[Items from a dataset]
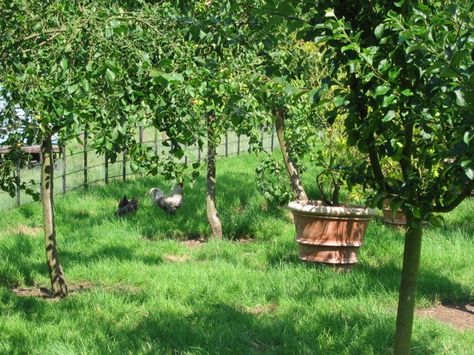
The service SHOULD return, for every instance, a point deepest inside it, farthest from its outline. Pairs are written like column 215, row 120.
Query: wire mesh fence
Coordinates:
column 77, row 166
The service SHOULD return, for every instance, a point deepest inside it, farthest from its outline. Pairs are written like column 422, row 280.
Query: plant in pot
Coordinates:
column 327, row 230
column 409, row 97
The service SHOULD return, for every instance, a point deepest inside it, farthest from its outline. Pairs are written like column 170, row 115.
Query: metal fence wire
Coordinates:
column 76, row 166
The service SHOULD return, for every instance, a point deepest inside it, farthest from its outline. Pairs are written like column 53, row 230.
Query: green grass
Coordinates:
column 224, row 297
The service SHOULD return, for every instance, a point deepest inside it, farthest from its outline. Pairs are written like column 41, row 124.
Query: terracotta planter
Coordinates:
column 327, row 234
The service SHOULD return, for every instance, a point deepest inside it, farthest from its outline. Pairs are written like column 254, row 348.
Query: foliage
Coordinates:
column 409, row 84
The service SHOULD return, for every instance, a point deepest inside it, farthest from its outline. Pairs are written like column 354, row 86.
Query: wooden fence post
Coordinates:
column 18, row 181
column 140, row 135
column 106, row 172
column 124, row 166
column 226, row 142
column 85, row 160
column 63, row 149
column 272, row 146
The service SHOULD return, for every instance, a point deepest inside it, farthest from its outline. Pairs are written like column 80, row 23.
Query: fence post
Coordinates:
column 106, row 176
column 85, row 160
column 140, row 135
column 226, row 144
column 64, row 168
column 124, row 166
column 18, row 181
column 272, row 138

Task description ::
Turn every line of the listing above into a JSON list of strings, one string per line, with blank lines left out. Leave the pictures out of the answer.

Output of the task ::
[
  "The service SHOULD return, for every instance, a point deepest inside it, farthest from its outline. Pairs are written like column 215, row 120.",
  "Query: wire mesh fence",
  "Coordinates:",
  "column 77, row 166",
  "The service SHOULD return, for every instance, a point deepest inside it, farthest from its outline. Pairs are written like column 422, row 280.",
  "Query: plant in pot",
  "Coordinates:",
  "column 327, row 230",
  "column 409, row 97",
  "The service SHOULD return, for every instance, a point deepest inside it, farthest from its outline. Pairs are written like column 170, row 115.",
  "Query: metal fence wire",
  "Coordinates:",
  "column 76, row 166",
  "The service SHOULD return, for every instance, a point deepest inside it, farthest from its outline. Pairs are written like column 53, row 230.",
  "Query: green grass",
  "Coordinates:",
  "column 224, row 297",
  "The service SHOULD return, for every instance, a point deepest inside it, farthest from its outline. Pairs are written like column 41, row 124.",
  "Query: terracotta planter",
  "Coordinates:",
  "column 327, row 234",
  "The service SHOULD return, for every instance, a point deepest inside it, farthest from its outline. Pairs are written like column 254, row 348.",
  "Query: foliage",
  "Coordinates:",
  "column 409, row 84",
  "The service SHOULD return, for every instance, a point deepest inside it, farthest from its outline. Pairs are written like column 354, row 86.",
  "Query: wooden fence post",
  "Coordinates:",
  "column 18, row 181",
  "column 140, row 135",
  "column 106, row 172",
  "column 124, row 166",
  "column 226, row 142",
  "column 85, row 160",
  "column 63, row 149",
  "column 272, row 146",
  "The service SHOULD return, for every instance, a point deepest inside it, farthest from its outline. Pairs are written like column 80, row 23.",
  "Query: fence post",
  "Coordinates:",
  "column 106, row 176",
  "column 85, row 160",
  "column 140, row 135",
  "column 226, row 144",
  "column 64, row 168",
  "column 124, row 166",
  "column 18, row 181",
  "column 272, row 138"
]